Rose Silva
O sociólogo e professor da Universidade Federal Rural do Rio de Janeiro José Cláudio Souza Alves se dedica há mais de 30 anos a pesquisar o surgimento e o crescimento das milícias brasileiras, especialmente as que atuam na Baixada Fluminense, no Rio de Janeiro.

Autor do livro Dos Barões ao Extermínio: Uma história da violência na Baixada Fluminense, ele falou ao programa Reconexão Periferias sobre as relações entre os três principais grupos armados que atuam nas regiões periféricas: a milícia, o narcotráfico e o jogo do bicho. Ele afirma que a questão fundiária nada mais é do que a porta de entrada das milícias no território.

--------

> TAREFA PROPOSTA: Prossiga o texto sobre as milícias da Baixada Fluminense a partir de sua última frase, dando sequência ao que é relatado nele.

--------

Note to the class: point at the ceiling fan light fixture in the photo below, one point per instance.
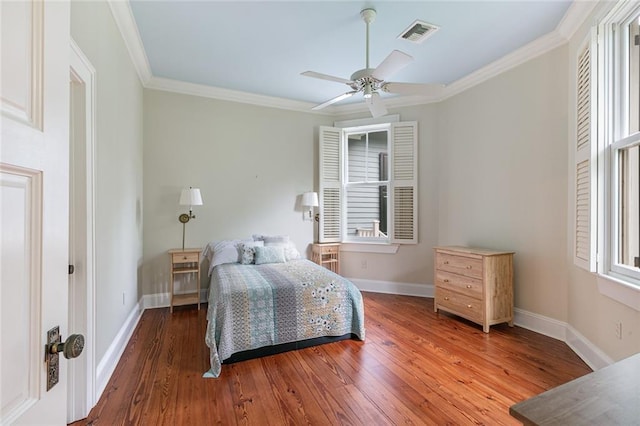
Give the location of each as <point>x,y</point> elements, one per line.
<point>367,91</point>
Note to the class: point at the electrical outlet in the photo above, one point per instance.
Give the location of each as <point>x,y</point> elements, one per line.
<point>619,329</point>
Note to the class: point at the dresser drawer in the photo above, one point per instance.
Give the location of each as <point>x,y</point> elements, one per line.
<point>185,257</point>
<point>463,265</point>
<point>471,287</point>
<point>459,304</point>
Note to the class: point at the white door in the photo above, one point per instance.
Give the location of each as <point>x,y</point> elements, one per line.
<point>34,206</point>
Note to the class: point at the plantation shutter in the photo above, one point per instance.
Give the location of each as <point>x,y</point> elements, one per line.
<point>585,162</point>
<point>404,183</point>
<point>330,225</point>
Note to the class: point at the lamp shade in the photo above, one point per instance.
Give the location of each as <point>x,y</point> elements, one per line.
<point>190,197</point>
<point>310,199</point>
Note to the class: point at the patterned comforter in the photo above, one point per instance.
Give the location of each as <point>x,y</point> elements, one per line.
<point>253,306</point>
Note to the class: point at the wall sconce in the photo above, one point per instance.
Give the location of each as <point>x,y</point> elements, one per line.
<point>309,200</point>
<point>189,197</point>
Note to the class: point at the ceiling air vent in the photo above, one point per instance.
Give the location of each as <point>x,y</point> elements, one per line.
<point>418,32</point>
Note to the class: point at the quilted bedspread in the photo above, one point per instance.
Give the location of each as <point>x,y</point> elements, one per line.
<point>252,306</point>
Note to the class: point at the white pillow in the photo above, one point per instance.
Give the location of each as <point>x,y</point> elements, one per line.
<point>247,251</point>
<point>269,254</point>
<point>224,251</point>
<point>290,250</point>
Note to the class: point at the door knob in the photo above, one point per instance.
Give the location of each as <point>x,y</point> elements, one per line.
<point>71,348</point>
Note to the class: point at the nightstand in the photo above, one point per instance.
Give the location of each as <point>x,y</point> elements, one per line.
<point>327,255</point>
<point>183,262</point>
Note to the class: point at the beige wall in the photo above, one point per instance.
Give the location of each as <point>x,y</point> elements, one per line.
<point>251,164</point>
<point>118,168</point>
<point>493,171</point>
<point>591,313</point>
<point>503,176</point>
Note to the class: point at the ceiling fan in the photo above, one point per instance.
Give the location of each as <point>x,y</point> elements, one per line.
<point>370,81</point>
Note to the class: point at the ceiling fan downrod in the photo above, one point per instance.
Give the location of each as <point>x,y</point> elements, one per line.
<point>368,15</point>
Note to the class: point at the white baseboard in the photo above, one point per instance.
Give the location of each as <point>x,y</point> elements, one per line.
<point>590,353</point>
<point>161,300</point>
<point>389,287</point>
<point>540,324</point>
<point>109,361</point>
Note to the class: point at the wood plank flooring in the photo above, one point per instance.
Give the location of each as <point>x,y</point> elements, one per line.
<point>415,367</point>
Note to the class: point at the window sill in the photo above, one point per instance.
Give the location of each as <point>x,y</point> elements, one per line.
<point>370,247</point>
<point>620,291</point>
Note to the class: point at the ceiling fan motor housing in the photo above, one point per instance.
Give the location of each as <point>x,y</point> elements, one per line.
<point>368,15</point>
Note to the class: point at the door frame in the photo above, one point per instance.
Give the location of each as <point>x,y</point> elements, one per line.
<point>81,391</point>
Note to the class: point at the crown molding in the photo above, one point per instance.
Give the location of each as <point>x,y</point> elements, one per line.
<point>176,86</point>
<point>577,13</point>
<point>122,14</point>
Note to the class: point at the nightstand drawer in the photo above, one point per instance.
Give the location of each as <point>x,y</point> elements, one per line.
<point>185,257</point>
<point>463,265</point>
<point>471,287</point>
<point>459,304</point>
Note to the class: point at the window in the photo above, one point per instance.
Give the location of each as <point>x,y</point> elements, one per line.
<point>608,147</point>
<point>368,184</point>
<point>620,139</point>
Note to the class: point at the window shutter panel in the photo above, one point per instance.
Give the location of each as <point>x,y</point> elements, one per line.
<point>585,163</point>
<point>330,226</point>
<point>404,190</point>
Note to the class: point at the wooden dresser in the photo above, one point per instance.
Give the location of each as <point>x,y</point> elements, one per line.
<point>474,283</point>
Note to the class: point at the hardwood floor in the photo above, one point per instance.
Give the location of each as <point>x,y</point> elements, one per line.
<point>415,367</point>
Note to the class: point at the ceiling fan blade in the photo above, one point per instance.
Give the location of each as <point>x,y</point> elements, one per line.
<point>412,88</point>
<point>391,64</point>
<point>326,77</point>
<point>334,100</point>
<point>376,105</point>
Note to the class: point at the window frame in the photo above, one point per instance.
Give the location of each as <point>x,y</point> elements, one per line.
<point>402,218</point>
<point>613,136</point>
<point>347,183</point>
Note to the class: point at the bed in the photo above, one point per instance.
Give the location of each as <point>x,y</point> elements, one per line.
<point>265,300</point>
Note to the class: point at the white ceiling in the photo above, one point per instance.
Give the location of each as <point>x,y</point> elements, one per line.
<point>261,47</point>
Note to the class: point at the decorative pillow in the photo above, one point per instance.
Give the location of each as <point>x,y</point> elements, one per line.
<point>269,254</point>
<point>271,239</point>
<point>247,251</point>
<point>221,252</point>
<point>290,250</point>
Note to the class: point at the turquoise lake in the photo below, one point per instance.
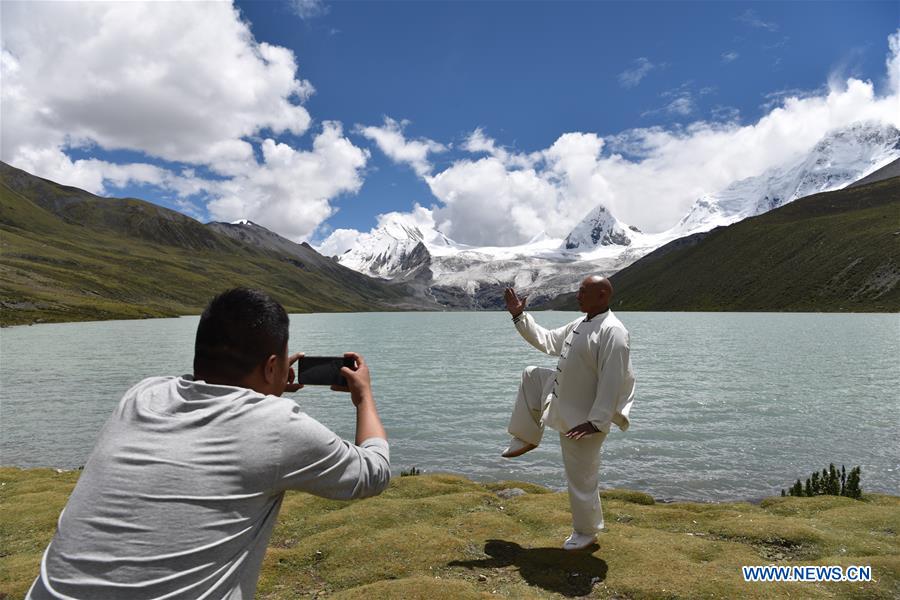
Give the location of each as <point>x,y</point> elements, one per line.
<point>728,405</point>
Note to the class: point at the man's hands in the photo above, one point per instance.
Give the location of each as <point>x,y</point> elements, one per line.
<point>358,382</point>
<point>514,304</point>
<point>291,386</point>
<point>580,431</point>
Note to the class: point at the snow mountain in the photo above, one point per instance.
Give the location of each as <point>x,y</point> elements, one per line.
<point>840,158</point>
<point>461,276</point>
<point>598,228</point>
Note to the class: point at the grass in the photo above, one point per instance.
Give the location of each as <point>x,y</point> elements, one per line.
<point>444,536</point>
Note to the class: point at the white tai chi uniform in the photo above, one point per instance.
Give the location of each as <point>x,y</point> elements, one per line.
<point>593,381</point>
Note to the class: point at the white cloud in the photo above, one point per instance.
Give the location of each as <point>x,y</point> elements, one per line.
<point>631,77</point>
<point>184,82</point>
<point>419,217</point>
<point>893,63</point>
<point>289,191</point>
<point>507,197</point>
<point>390,139</point>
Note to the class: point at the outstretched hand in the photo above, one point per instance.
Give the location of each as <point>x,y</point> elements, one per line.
<point>514,304</point>
<point>580,431</point>
<point>291,386</point>
<point>359,383</point>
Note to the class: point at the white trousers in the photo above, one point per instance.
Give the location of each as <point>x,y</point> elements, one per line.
<point>581,458</point>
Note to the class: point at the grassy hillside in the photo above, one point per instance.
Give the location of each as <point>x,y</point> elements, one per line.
<point>66,255</point>
<point>830,252</point>
<point>445,537</point>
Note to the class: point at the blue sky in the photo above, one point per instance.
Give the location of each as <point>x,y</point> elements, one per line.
<point>629,79</point>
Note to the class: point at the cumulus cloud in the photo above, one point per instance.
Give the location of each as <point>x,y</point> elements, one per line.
<point>390,139</point>
<point>647,177</point>
<point>893,63</point>
<point>182,82</point>
<point>419,217</point>
<point>631,77</point>
<point>289,191</point>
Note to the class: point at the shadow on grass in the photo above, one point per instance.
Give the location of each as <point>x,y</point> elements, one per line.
<point>553,569</point>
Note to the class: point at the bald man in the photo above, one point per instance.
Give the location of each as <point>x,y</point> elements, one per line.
<point>591,387</point>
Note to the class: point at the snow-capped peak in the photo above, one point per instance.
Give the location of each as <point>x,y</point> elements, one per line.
<point>598,228</point>
<point>837,160</point>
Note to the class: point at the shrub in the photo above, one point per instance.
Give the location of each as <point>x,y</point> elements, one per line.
<point>830,482</point>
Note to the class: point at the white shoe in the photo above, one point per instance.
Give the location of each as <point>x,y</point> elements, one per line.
<point>578,541</point>
<point>517,447</point>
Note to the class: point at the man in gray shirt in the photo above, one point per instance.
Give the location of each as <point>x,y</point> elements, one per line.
<point>180,494</point>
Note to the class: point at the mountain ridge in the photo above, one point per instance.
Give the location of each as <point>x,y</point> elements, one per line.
<point>835,251</point>
<point>468,277</point>
<point>70,255</point>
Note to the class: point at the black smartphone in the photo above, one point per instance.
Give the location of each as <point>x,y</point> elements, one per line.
<point>323,370</point>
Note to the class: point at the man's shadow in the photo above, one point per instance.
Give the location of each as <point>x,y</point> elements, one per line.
<point>553,569</point>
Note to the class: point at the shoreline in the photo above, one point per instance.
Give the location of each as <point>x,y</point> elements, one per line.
<point>4,324</point>
<point>604,492</point>
<point>445,536</point>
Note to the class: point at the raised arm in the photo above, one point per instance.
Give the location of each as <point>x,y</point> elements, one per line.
<point>549,341</point>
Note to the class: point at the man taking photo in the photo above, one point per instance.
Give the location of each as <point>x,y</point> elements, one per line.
<point>180,494</point>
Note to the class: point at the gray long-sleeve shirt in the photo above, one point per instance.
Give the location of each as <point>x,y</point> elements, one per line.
<point>180,494</point>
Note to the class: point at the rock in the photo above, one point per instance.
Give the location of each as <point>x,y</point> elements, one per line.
<point>508,493</point>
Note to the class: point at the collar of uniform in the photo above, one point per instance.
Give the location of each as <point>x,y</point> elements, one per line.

--------

> RESPOSTA AO PROBLEMA:
Sobre a esperança de um Rio de Janeiro livre da opressão miliciana, diz: “Para mudar significativamente essa dinâmica das milícias, é preciso fazer uma atuação política, não há outro caminho. Essa coisa de fazer reformas na polícia, criar projetos, trazer a Polícia Federal para investigar tudo isso não tem expressão. A estrutura é eminentemente política. Quando um governador como o Cláudio Castro manda para a Assembleia Legislativa do Rio de Janeiro uma mensagem dizendo que vai destinar para os deputados estaduais 4,5 bilhões de reais para que eles distribuam aonde eles quiserem. E aí esses deputados estaduais indicam o novo secretário da Polícia Civil do Rio de Janeiro (isso foi no final do ano passado), mudando a Lei Orgânica das Polícias Civis, colocam uma pessoa que não tinha 15 anos como delegado. E aí autorizam essa jogada. Está certo que esses deputados estaduais querem botar a mão nesse dinheiro. Para ter um membro e chefe dessa estrutura, o novo secretário de Polícia Civil, controlado por eles, para distribuir esses recursos. E o deputado estadual que indicou o nome desse novo secretário da Polícia Civil é absolutamente comprometido com a estrutura miliciana lá no município onde ele atua”. Acompanhe:


Como surgiram as milícias que hoje dominam vários territórios periféricos no Rio de Janeiro?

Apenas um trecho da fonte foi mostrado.